(Selection)
= = = = =

Wednesday, April 13, 2016

Black Preaching - The Art Of "Whooping" In Sermon Closings

Edited by Azizi Powell

This post provides information about "whooping" ("hooping"), an oratorical and homiletic style that is most often associated with Black (African American) preachers.

This post also provides a 2008 video example of a sermon closing by Pastor Timothy J. Woods, Sr. That sermon closing includes "whooping". Selected comments from that showcase video's viewer discussion thread are also included in this post.

This is part of a continuing pancocojams series on Black church services.

The content of this post is presented for religious and socio-cultural purposes.

All copyrights remain with their owners.

Thanks to all those who are quoted in this post and thanks to Pastor Timothy J. Woods, Sr. for the sermon which is featured in this post. Thanks also to the publisher of this video on YouTube.

"Whooping" is a way of preaching that is most often associated with Black pastors. "Whooping" is also given as "hooping". The art and study of "whooping" is [facetiously?] referred to "whoopology" and "hoopology". And preachers who "whoop" ("hoop") are called "whoopers" ("hoopers).

It just occurs to me (as I write this 2013 post) that the word "whooping" ("hooping") in relation to Black oratorical and homiletic (sermon) styles probably comes from the term "whooping and hollering".
Definition of whoop
"to shout loudly in an enthusiastic or excited way"

"verb (used without object)
1. to cry aloud; shout; yell:

"Whoop and a holler

Posted by Henry on February 28, 2005

In Reply to: Re: Hoop and a Hollar posted by ESC on February 26, 2005

: : : Where did this phrase come from?

= = = = =

(Raw records)
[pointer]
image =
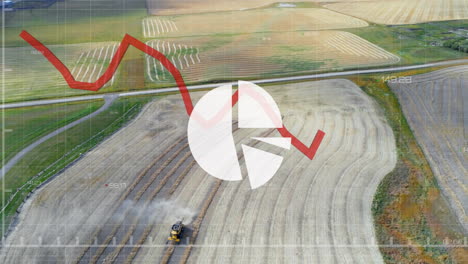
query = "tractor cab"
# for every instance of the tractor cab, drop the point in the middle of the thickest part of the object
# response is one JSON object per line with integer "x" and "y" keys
{"x": 176, "y": 231}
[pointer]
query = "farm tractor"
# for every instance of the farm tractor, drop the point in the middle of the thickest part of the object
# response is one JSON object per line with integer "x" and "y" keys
{"x": 176, "y": 231}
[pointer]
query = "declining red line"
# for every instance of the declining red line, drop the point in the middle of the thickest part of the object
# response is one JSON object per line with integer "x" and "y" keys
{"x": 126, "y": 42}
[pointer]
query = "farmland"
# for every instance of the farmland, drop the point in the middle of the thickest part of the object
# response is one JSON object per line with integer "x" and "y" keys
{"x": 397, "y": 12}
{"x": 249, "y": 21}
{"x": 26, "y": 125}
{"x": 55, "y": 154}
{"x": 147, "y": 167}
{"x": 167, "y": 7}
{"x": 40, "y": 79}
{"x": 275, "y": 54}
{"x": 434, "y": 106}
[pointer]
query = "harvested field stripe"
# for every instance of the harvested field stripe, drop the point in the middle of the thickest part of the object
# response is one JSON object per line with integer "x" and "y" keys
{"x": 148, "y": 68}
{"x": 90, "y": 79}
{"x": 111, "y": 257}
{"x": 85, "y": 59}
{"x": 105, "y": 58}
{"x": 180, "y": 62}
{"x": 165, "y": 25}
{"x": 76, "y": 63}
{"x": 154, "y": 62}
{"x": 128, "y": 191}
{"x": 191, "y": 58}
{"x": 113, "y": 52}
{"x": 198, "y": 58}
{"x": 109, "y": 237}
{"x": 160, "y": 24}
{"x": 185, "y": 56}
{"x": 144, "y": 27}
{"x": 87, "y": 68}
{"x": 155, "y": 27}
{"x": 100, "y": 250}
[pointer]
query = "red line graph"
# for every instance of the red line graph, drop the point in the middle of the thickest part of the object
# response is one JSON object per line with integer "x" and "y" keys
{"x": 126, "y": 42}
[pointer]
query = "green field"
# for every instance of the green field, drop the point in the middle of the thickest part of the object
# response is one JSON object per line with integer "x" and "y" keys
{"x": 415, "y": 44}
{"x": 25, "y": 125}
{"x": 75, "y": 21}
{"x": 55, "y": 154}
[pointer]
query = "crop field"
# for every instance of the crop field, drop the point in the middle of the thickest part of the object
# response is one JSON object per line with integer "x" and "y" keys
{"x": 181, "y": 55}
{"x": 93, "y": 63}
{"x": 266, "y": 55}
{"x": 395, "y": 12}
{"x": 249, "y": 21}
{"x": 125, "y": 194}
{"x": 435, "y": 106}
{"x": 41, "y": 80}
{"x": 155, "y": 27}
{"x": 167, "y": 7}
{"x": 25, "y": 125}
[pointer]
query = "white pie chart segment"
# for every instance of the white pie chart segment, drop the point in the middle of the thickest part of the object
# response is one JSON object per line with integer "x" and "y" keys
{"x": 279, "y": 142}
{"x": 257, "y": 109}
{"x": 212, "y": 144}
{"x": 261, "y": 165}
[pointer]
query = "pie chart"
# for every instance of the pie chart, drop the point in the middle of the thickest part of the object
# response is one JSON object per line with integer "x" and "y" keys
{"x": 210, "y": 133}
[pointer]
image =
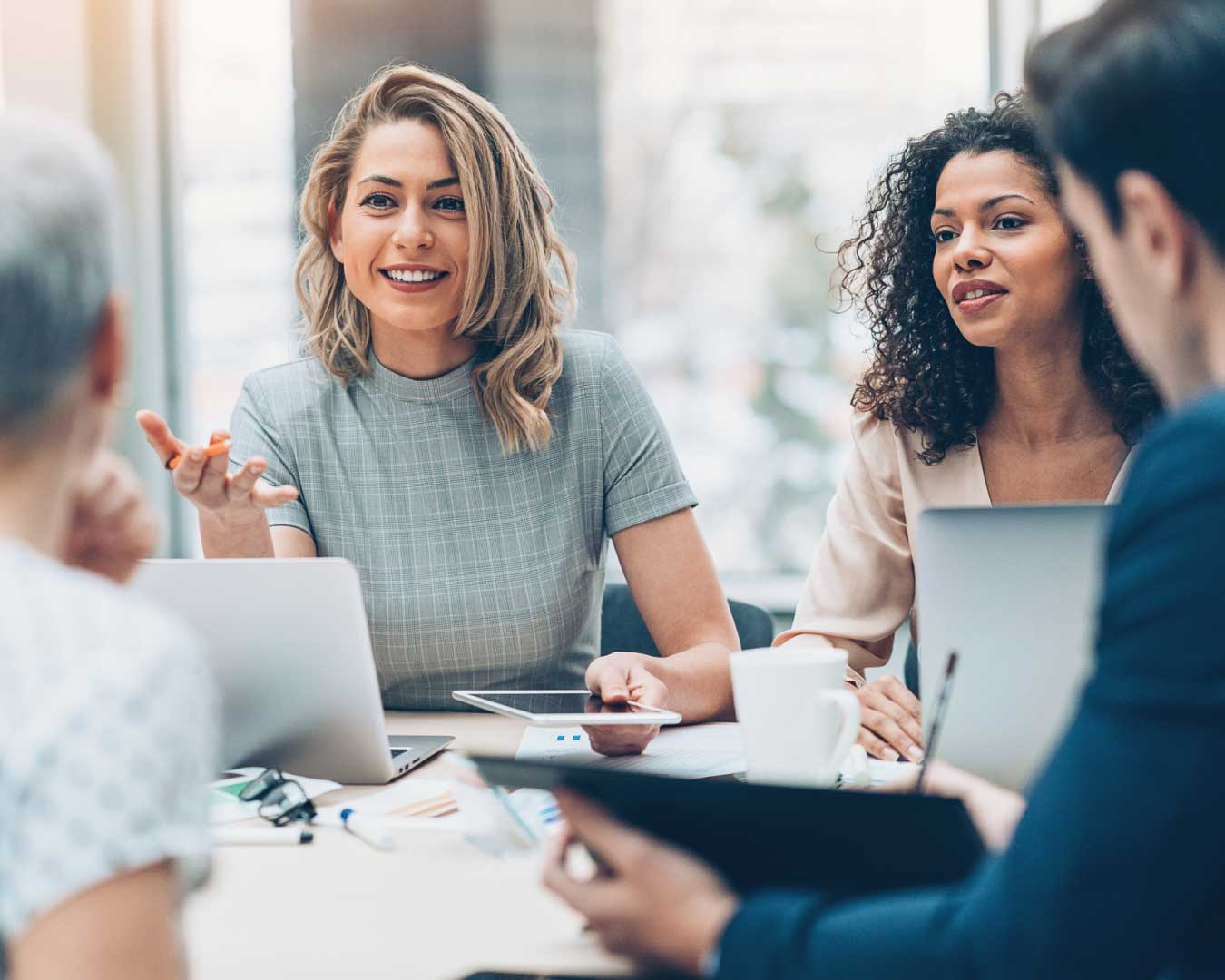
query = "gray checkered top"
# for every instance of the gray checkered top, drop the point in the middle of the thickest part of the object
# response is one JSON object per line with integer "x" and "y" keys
{"x": 478, "y": 570}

= = = = =

(What is required)
Could you continue the post on "whooping" in Black preaching from the point where it stops?

(Solved problem)
: : Recte, "a whoop and a holler." That is a shout and a shout. I don't know where it comes from. A whoop is a somewhat different noise from a holler....

The Pony Man is leading 'cause he's traveled here before
And he gives a whoop and a holler at Mister Moon's front door
From The Pony Man by Gordon Lightfoot

I think it simply means to shout, in this case to make his presence known. It's repetitive and alliterative, like time and tide."

Here's a long excerpt about "whooping" from Black preachers who 'whoop' -- minstrels or ministers? By John Blake, CNN, October 20, 2010
"The Rev. E. Dewey Smith Jr. bangs on the pulpit with his fist. He shuts his eyes and moans. Then a high-pitched sound rises from his throat like the wail of a boiling tea-kettle.

"I wish you'd take the brakes off and let me preach," he tells his congregation during his Sunday morning sermon.

Rows of parishioners stand to shout. One woman in a satiny blue dress jumps up and down like she's on a pogo stick. A baby starts to cry.

Smith had already given his congregation the "meat" of his message: scriptural references, archaeological asides, modern application -- all the fancy stuff he learned in seminary. Now he was about to give them the gravy.

It was the time to "whoop."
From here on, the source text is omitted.